> **PROBLEM DETAILS**
Word for word, copy the records and drop the pictures.

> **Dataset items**

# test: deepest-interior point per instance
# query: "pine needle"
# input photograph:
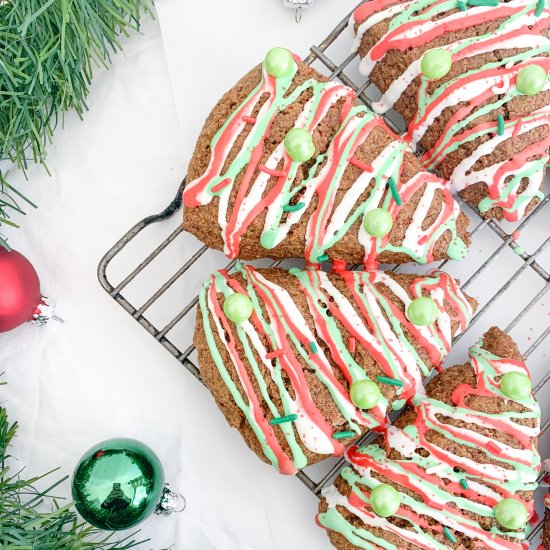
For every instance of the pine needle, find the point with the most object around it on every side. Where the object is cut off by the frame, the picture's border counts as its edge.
(32, 519)
(48, 50)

> **REPLY**
# test: deepest-interior point per instance
# query: "pine needle"
# input photograph:
For every instance of the pine needle, find the point with the most object around it on every side. Where the object is cut off by the frame, the picture's border counts as its edge.
(32, 519)
(48, 50)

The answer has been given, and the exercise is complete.